## Exercise tasks
(1) Answer these questions about the forum thread on SWiM internet setup, one per line:
(a) What does the opening post say must be going to the SWiM system for the setup to work?
(b) According to dsw2112, for what kind of rooms does a broadband DECA at either end of a coax work well?
(c) What does an HR20-100 need "behind" it to power a Deca?
(2) Reproduce the part of the SWiM setup thread starting at "Here is a quick" and ending at "for the info.".

## Passage provided
** BEGIN **
# Getting internet to your ps3 or xbox via SWiM setup



## MetalMarine (Feb 19, 2011)

Here is a quick setup if you are needing internet on your ps3 / xbox or even your TV set. I havent had any problems with this setup. no lag on gaming or video chatting. and MRV still works.

Used to be a Directv Service Tech. MRV Connected Home Certified.

Edit: you must have internet going to your swim system for this to work.


----------



## Davenlr (Sep 16, 2006)

I wondered if that would work, but never got around to trying it. Glad to see someone did. Thanks for the info.


----------



## dsw2112 (Jun 13, 2009)

It's all TCP/IP so yeah, "it'll work." Just don't expect D* to support your playstation :lol:

It's also a cheap way to network for those without D*. A broadband DECA at either end of a coax works well for rooms with no ethernet connectivity (but an available coax.) MUCH cheaper than most other solutions.


----------



## sungam (May 10, 2007)

And in this case it introduces an extra 2-way split after an 8-way, which is not recommended.


----------



## dsw2112 (Jun 13, 2009)

sungam said:


> And in this case it introduces an extra 2-way split after an 8-way, which is not recommended.


It's true that the 2-way will add extra db loss, but there's nothing "not recommended" about adding a 2-way after an 8-way. After all, an HR20-100 needs a 2-way "behind" it to power a Deca. If the option is to cascade off an 8-way then so be it...


----------



## MetalMarine (Feb 19, 2011)

adding the second splitter does not cause a problem. it will give you a lil db loss. but not enough to cause an issue.


----------
** END **
## Given information
** BEGIN **
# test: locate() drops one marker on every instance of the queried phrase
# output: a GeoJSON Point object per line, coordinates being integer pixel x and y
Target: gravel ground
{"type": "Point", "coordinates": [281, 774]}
** END **
## Answers provided
(1)
(a) Internet.
(b) Rooms with no ethernet connectivity but an available coax.
(c) A 2-way.

(2)
Here is a quick setup if you are needing internet on your ps3 / xbox or even your TV set. I havent had any problems with this setup. no lag on gaming or video chatting. and MRV still works.

Used to be a Directv Service Tech. MRV Connected Home Certified.

Edit: you must have internet going to your swim system for this to work.


----------



## Davenlr (Sep 16, 2006)

I wondered if that would work, but never got around to trying it. Glad to see someone did. Thanks for the info.